TO-DO LIST
1. In the blog post below, which edition first described the Oompa-Loompas as coming from Loompaland?
2. In the blog post below, why does Philip Nel argue that changing the Oompa-Loompas' skin color in the illustrations made the racism harder for readers to see?

ARTICLE

=-=-=

Tuesday, September 28, 2010

Was Charlie and the Chocolate Factory Racist? Is it STILL Racist? And How Can Reading It Be Okay?

Okay, I just read this amazing blog entry by Philip Nel "Can Censoring A Children's Book Remove Its Prejudices?"

He brings up the Bowdlerization of a number of children's books, including "Charlie and The Chocolate Factory" by Roald Dahl. (Don't worry, I had to look it up also - it means editing something to make it less "offensive," named after this guy who censored Shakespeare's works in the 19th century to be more appropriate for women and children.)

Anyway, in the first published version (1964), the Oompa-Loompas are pygmies from Africa. The illustrations by Joseph Schindelman show them with dark skin:

It was revised later by the author himself for the 1973 edition to make them from the fantasy place Loompaland. Once again they were illustrated by Joseph Schindelman, but this time the Oompa-Loompas were white:

And they're still white today:

But here's what's fascinating: Philip argues that in some ways, changing the skin color in the illustration made it harder for readers to SEE the racism, because little else has changed in the structure of the story that was racist - Willie Wonka is a white European who goes to a jungle and brings back a race of people different from himself who are his happy slaves. That's pretty disturbing, and when I stop and think about it, I realize that until Philip's article I never stopped and thought about it. Not once.

But if I'd read the original, and seen the dark-skinned Oompa-Loompas, maybe I might have been more sensitive to the racism on display.

I mean, I read the book with my daughter, and we didn't talk about it. We watched both versions of the movie, and it didn't come up!

=-=-=

DATASET EXTRACT
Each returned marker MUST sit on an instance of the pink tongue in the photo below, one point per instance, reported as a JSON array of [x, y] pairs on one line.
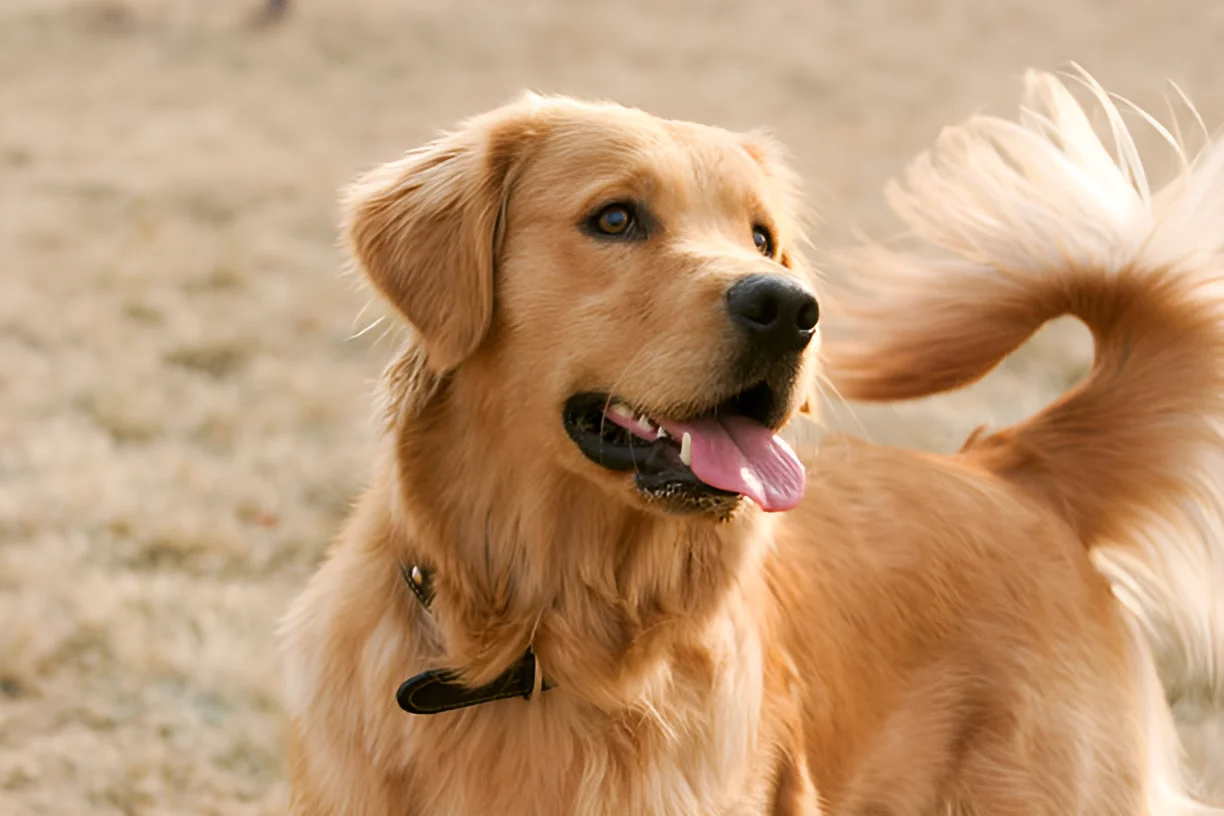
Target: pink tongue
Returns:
[[736, 454]]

=-=-=

SOLUTIONS BELOW
1. The 1973 edition, revised by Roald Dahl himself.

2. The story's racist structure stayed largely the same after the change. Willy Wonka is still a white European who goes to a jungle and brings back a race of people different from himself who serve as his happy slaves. Without the dark-skinned illustrations, readers are less likely to notice this.